● **Raw data**:

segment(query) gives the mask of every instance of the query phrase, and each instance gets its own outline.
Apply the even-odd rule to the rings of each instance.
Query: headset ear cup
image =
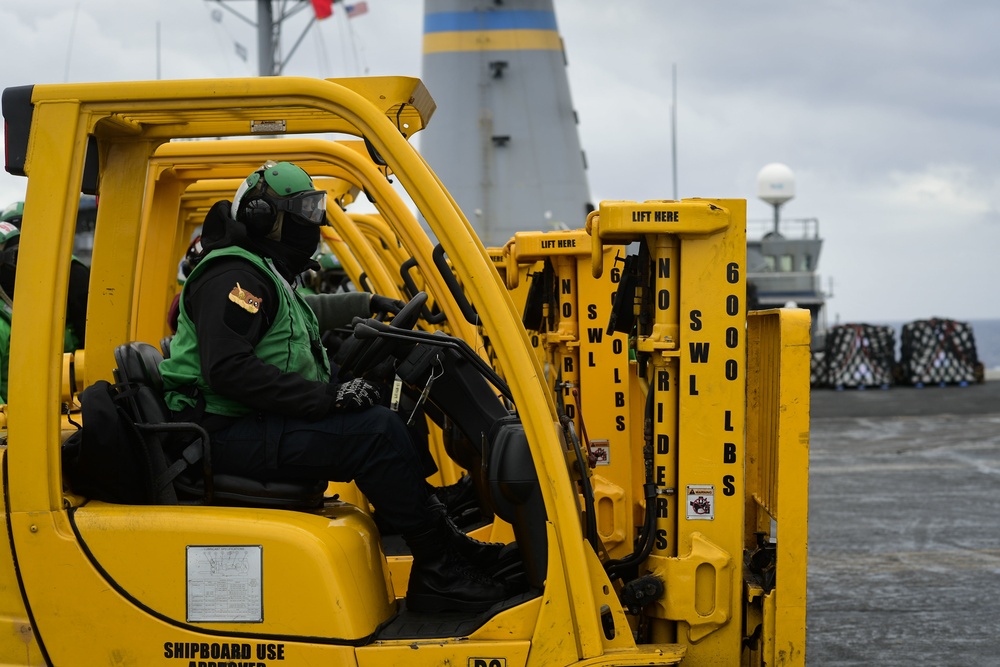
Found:
[[[15,245],[0,251],[0,288],[7,298],[14,298],[14,281],[17,277],[17,249]]]
[[[277,213],[266,199],[254,197],[243,205],[240,219],[246,225],[248,234],[264,236],[274,228]]]
[[[0,266],[10,271],[15,271],[17,269],[17,245],[10,248],[4,248],[0,252]]]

● **Your instructions**:
Send back every line of the listing exactly. Omit the images.

● **Answer to the problem**:
segment(query) gives the mask of every instance of the query phrase, and each instance gets its own outline.
Apply the even-odd rule to the rings of each instance.
Query: headset ear cup
image =
Found:
[[[15,245],[0,251],[0,288],[7,298],[14,298],[14,281],[17,277],[17,249]]]
[[[277,213],[266,199],[254,197],[243,205],[240,219],[246,225],[248,234],[264,236],[274,228]]]
[[[0,266],[10,271],[15,271],[17,269],[17,245],[10,248],[4,248],[0,252]]]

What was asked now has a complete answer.